#### [WHAT THE TASK REQUIRES]
When you restate the entries that follow, keep every word exactly and drop the pictures.

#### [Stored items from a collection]
##########

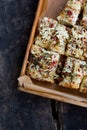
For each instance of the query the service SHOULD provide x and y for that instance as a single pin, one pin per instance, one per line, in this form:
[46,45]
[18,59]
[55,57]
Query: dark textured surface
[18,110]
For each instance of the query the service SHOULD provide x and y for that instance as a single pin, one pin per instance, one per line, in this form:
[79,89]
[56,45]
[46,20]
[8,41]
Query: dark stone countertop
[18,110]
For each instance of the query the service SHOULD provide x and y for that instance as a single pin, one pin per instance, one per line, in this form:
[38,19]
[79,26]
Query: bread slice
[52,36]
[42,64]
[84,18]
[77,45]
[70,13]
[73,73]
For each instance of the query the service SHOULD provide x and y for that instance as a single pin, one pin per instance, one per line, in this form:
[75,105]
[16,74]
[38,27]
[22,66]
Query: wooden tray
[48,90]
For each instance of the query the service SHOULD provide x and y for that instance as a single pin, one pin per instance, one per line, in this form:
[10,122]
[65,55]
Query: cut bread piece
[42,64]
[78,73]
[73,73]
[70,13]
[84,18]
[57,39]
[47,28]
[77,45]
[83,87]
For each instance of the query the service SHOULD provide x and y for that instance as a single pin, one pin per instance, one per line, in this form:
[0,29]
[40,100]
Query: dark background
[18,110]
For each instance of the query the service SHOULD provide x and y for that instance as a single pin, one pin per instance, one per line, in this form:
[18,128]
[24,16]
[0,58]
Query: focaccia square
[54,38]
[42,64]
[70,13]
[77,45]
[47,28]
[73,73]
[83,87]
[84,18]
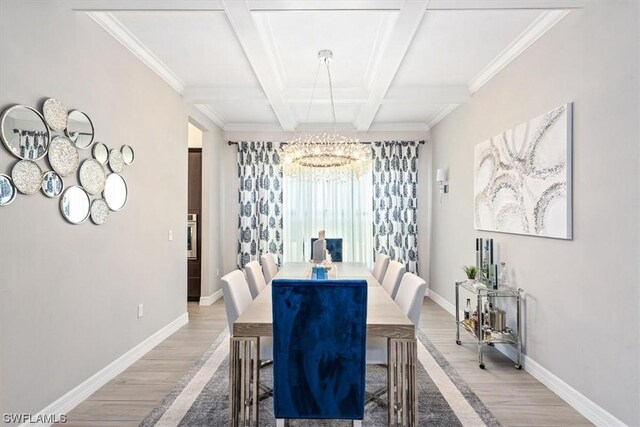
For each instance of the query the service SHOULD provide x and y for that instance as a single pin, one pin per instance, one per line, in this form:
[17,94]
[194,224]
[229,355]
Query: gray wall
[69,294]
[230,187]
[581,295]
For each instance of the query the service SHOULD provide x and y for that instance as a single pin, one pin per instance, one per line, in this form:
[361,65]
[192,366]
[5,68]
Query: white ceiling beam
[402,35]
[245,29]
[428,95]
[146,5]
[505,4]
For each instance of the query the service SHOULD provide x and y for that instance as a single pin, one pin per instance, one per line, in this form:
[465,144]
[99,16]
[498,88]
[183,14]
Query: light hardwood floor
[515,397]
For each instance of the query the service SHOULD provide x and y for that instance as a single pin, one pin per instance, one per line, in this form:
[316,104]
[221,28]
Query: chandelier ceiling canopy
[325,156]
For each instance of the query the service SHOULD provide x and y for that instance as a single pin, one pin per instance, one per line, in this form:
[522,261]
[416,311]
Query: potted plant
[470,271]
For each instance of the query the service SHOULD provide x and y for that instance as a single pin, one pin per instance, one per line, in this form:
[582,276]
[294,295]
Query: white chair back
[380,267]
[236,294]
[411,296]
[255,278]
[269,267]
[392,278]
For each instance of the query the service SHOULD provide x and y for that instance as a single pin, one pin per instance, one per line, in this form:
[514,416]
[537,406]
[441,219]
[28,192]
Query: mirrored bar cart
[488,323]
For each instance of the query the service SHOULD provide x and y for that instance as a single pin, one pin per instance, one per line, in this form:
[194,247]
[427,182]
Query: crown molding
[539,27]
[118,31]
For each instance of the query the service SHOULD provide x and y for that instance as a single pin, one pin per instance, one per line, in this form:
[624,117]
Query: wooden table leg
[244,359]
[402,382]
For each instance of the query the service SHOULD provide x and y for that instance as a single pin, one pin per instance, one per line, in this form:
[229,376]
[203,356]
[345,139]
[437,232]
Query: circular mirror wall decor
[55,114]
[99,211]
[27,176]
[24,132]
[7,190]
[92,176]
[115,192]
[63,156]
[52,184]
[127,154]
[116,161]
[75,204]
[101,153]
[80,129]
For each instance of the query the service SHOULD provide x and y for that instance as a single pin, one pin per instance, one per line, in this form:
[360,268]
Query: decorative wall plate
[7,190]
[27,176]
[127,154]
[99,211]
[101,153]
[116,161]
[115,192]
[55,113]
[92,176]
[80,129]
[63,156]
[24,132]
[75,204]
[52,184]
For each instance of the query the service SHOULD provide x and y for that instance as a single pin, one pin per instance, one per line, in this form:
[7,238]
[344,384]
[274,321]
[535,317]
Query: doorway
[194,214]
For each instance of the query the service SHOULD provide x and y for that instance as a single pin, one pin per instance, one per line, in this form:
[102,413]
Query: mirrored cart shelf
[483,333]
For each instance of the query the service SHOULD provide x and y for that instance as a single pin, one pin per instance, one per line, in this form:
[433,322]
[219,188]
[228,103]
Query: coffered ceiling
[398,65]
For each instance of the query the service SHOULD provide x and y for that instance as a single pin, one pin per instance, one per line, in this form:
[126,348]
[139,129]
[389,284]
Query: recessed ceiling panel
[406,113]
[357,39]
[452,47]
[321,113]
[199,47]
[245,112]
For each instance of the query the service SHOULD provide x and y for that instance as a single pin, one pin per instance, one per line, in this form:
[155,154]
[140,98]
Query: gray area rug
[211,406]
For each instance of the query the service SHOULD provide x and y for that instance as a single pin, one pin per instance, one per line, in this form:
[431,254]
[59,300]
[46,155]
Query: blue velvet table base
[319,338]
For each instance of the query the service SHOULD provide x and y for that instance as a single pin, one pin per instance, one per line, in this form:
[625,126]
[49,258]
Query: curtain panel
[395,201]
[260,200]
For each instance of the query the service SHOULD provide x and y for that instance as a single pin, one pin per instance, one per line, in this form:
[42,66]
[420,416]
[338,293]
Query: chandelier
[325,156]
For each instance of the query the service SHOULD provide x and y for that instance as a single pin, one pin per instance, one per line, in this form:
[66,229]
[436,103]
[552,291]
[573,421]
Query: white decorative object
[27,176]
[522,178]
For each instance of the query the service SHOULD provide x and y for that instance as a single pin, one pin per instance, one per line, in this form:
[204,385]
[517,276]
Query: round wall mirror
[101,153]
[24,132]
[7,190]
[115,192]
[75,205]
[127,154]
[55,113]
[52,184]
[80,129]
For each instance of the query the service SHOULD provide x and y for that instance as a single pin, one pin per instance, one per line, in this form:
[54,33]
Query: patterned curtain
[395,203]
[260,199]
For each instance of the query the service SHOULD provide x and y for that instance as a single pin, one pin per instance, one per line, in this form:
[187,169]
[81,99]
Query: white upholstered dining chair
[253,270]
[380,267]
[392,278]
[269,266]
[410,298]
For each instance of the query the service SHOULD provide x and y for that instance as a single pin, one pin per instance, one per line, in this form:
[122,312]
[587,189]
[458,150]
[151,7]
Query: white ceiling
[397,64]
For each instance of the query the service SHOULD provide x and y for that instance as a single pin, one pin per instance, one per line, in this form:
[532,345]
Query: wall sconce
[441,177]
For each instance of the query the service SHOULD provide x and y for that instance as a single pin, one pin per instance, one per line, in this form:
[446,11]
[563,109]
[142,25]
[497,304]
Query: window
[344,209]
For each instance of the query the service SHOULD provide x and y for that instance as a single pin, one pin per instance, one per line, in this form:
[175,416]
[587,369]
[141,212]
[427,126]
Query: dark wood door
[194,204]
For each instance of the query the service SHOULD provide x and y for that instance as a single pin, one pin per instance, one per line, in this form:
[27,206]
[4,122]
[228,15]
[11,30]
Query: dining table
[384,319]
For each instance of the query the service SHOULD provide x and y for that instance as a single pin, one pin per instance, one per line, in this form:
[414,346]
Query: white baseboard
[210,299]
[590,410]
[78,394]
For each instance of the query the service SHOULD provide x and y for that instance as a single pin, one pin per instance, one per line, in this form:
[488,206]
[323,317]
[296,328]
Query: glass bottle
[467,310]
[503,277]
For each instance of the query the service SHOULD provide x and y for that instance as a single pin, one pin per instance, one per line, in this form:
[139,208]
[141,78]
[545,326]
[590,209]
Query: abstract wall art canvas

##########

#### [RESPONSE AREA]
For each instance of the query the service SHOULD provide x and y for that instance as a single pin, one pin per instance, one per line, in this form:
[46,45]
[18,59]
[55,57]
Query: dark textured surface
[18,110]
For each instance of the query the service SHOULD provide x and y for that instance as a single pin, one pin per instance, one per line, in this form:
[79,89]
[56,45]
[46,20]
[8,41]
Query: dark stone countertop
[18,110]
For each instance of the query the service SHOULD provide x and y for that instance as a single pin, one pin per instance, one per line, in this form:
[38,19]
[79,26]
Query: bread slice
[52,36]
[42,64]
[84,18]
[77,45]
[70,13]
[73,73]
For each instance of the query the service SHOULD provide x and y for that instance as a single pin, one pin per instance, one per line, in this form:
[75,105]
[16,74]
[38,27]
[22,66]
Query: wooden tray
[48,90]
For each instance of the query the service SHOULD provide x and y for that instance as a single pin, one pin per instance, one per line, in this form:
[10,122]
[65,55]
Query: cut bread piece
[42,64]
[78,73]
[73,73]
[70,13]
[84,18]
[57,39]
[47,28]
[77,45]
[83,87]
For each instance of the query the service SHOULD provide x and y for that instance as a single pin, one pin per instance, one per line, in this form:
[0,29]
[40,100]
Query: dark background
[18,110]
For each instance of the query the service SHOULD provide x and y for that instance as a single pin, one pin per instance, one per line, in this form:
[18,128]
[24,16]
[0,58]
Query: focaccia square
[54,38]
[42,64]
[70,13]
[77,45]
[47,28]
[73,73]
[83,87]
[84,18]
For each instance of the query the service SHOULD provide x and y for that instance as a single pin, one pin per instance, one per line, in this form:
[17,94]
[194,224]
[229,355]
Query: gray wall
[69,294]
[230,187]
[581,295]
For each instance of the query the service SHOULD provide x and y for that instance as a single pin, one pin per instance, one per line, in this form:
[361,65]
[192,366]
[5,68]
Query: white ceiling beam
[402,35]
[245,29]
[428,95]
[146,5]
[505,4]
For each instance of the query the service SHOULD provide x and y for that instance as a single pin, one pin per instance, one per line, in this form:
[465,144]
[99,16]
[498,88]
[183,14]
Query: light hardwood floor
[515,397]
For each instance of the query the service SHOULD provide x and y for that instance as a single pin, one pin per instance, one per line, in this form:
[316,104]
[221,28]
Query: chandelier ceiling canopy
[325,156]
For each instance of the query the service SHOULD provide x and y for that instance as a single pin, one pin per instance, one per line, in this form:
[522,261]
[416,311]
Query: potted plant
[470,271]
For each instance of the query the service SHOULD provide x and y for that instance as a single pin, one pin per instance, one per line, in this form:
[582,276]
[294,295]
Query: white chair back
[380,267]
[236,294]
[411,296]
[255,278]
[269,267]
[392,278]
For each instance of the query the service SHOULD provide x and y for that instance as a single pin, one pin per instance, one per line, in this form:
[514,416]
[537,406]
[441,219]
[28,192]
Query: mirrored bar cart
[488,323]
For each instance of the query the service SHOULD provide x and y for that instance as a single pin, one pin per instance, one per line, in this form:
[194,247]
[427,182]
Query: crown molding
[539,27]
[118,31]
For each instance of the query the service SHOULD provide x and y for that instance as a single pin, one pin per instance, one per line, in this form:
[624,117]
Query: wooden table leg
[244,359]
[402,382]
For each instance of the query the service SHOULD provide x and y for that instance as a single pin, one pin per instance, one per line, in this form:
[229,376]
[203,356]
[345,139]
[437,232]
Query: circular mirror wall decor
[55,114]
[99,211]
[27,176]
[24,132]
[7,190]
[92,176]
[115,192]
[63,156]
[52,184]
[127,154]
[116,161]
[75,204]
[101,153]
[80,129]
For each instance of the query the service SHOULD provide x and y for that instance as a single pin, one pin per instance, one per line, in this form:
[360,268]
Query: decorative wall plate
[7,190]
[27,176]
[127,154]
[99,211]
[101,153]
[116,161]
[115,192]
[55,113]
[92,176]
[80,129]
[63,156]
[24,132]
[75,204]
[52,184]
For each instance of the query the service SHOULD provide x and y for that instance as a single pin, one pin per instance, one per line, in this form:
[7,238]
[344,384]
[274,321]
[535,317]
Query: doorway
[194,214]
For each instance of the query the service SHOULD provide x and y for that instance as a single pin, one pin per instance, one per line, in this form:
[102,413]
Query: mirrored cart shelf
[483,333]
For each instance of the query the service SHOULD provide x and y for that instance as a single pin, one pin per instance, one per line, in this form:
[433,322]
[219,188]
[228,103]
Query: coffered ceiling
[398,65]
For each instance of the query the service SHOULD provide x and y for that instance as a single pin, one pin per instance, one per line, in this form:
[126,348]
[139,129]
[389,284]
Query: recessed ceiling panel
[406,113]
[357,39]
[452,47]
[321,113]
[199,47]
[245,112]
For each instance of the query the service SHOULD provide x and y for that instance as a single pin, one pin per instance, one per line, in this form:
[155,154]
[140,98]
Query: gray area rug
[211,406]
For each instance of the query the service SHOULD provide x and y for that instance as a single pin, one pin per instance, one per line, in this form:
[431,254]
[59,300]
[46,155]
Query: blue velvet table base
[319,338]
For each instance of the query the service SHOULD provide x and y for that instance as a single pin, one pin per instance, one per line, in this form:
[625,126]
[49,258]
Query: curtain panel
[395,201]
[260,200]
For each instance of the query the service SHOULD provide x and y for that instance as a single pin, one pin per instance, one per line, in this form:
[42,66]
[420,416]
[338,293]
Query: chandelier
[325,156]
For each instance of the query the service SHOULD provide x and y for that instance as a single pin, one pin per instance, one per line, in this form:
[66,229]
[436,103]
[552,291]
[573,421]
Query: white decorative object
[27,176]
[522,178]
For each instance of the query the service SHOULD provide x and y for that instance as a single pin, one pin per instance, one per line, in this form:
[204,385]
[517,276]
Query: round wall mirror
[101,153]
[24,132]
[7,190]
[115,192]
[75,205]
[127,154]
[55,113]
[52,184]
[80,129]
For each instance of the query the service SHOULD provide x and y for that instance as a single pin, one pin per instance, one per line, in this form:
[54,33]
Query: patterned curtain
[395,203]
[260,199]
For each instance of the query the service SHOULD provide x and y for that instance as a single pin, one pin per instance, one per line, in this form:
[187,169]
[81,99]
Query: white upholstered dining chair
[253,270]
[380,267]
[392,278]
[269,266]
[410,298]
For each instance of the query the service SHOULD provide x and y for that instance as a single pin, one pin per instance, one per line, in this form:
[122,312]
[587,189]
[458,150]
[151,7]
Query: white ceiling
[397,64]
For each instance of the query the service SHOULD provide x and y for that instance as a single pin, one pin per instance, one per line, in this form:
[532,345]
Query: wall sconce
[441,177]
For each instance of the query the service SHOULD provide x and y for that instance as a single pin, one pin per instance, one per line, in this form:
[446,11]
[563,109]
[142,25]
[497,304]
Query: window
[344,209]
For each instance of the query the service SHOULD provide x and y for that instance as a single pin, one pin per instance, one per line, in this form:
[175,416]
[587,369]
[141,212]
[427,126]
Query: dark wood door
[194,204]
For each instance of the query the service SHOULD provide x and y for that instance as a single pin, one pin per instance, one per line, in this form:
[27,206]
[4,122]
[228,15]
[11,30]
Query: dining table
[384,319]
For each instance of the query the service SHOULD provide x and y for that instance as a single pin, one pin per instance, one per line, in this form:
[414,346]
Query: white baseboard
[210,299]
[590,410]
[78,394]
For each instance of the query the service SHOULD provide x and y for that instance as a single pin, one pin per instance, one per line, in this form:
[488,206]
[323,317]
[296,328]
Query: glass bottle
[467,310]
[503,277]
For each instance of the query the service SHOULD provide x and y for that instance as a single pin, one pin per instance, one per line, in this form:
[139,208]
[141,78]
[545,326]
[590,209]
Query: abstract wall art canvas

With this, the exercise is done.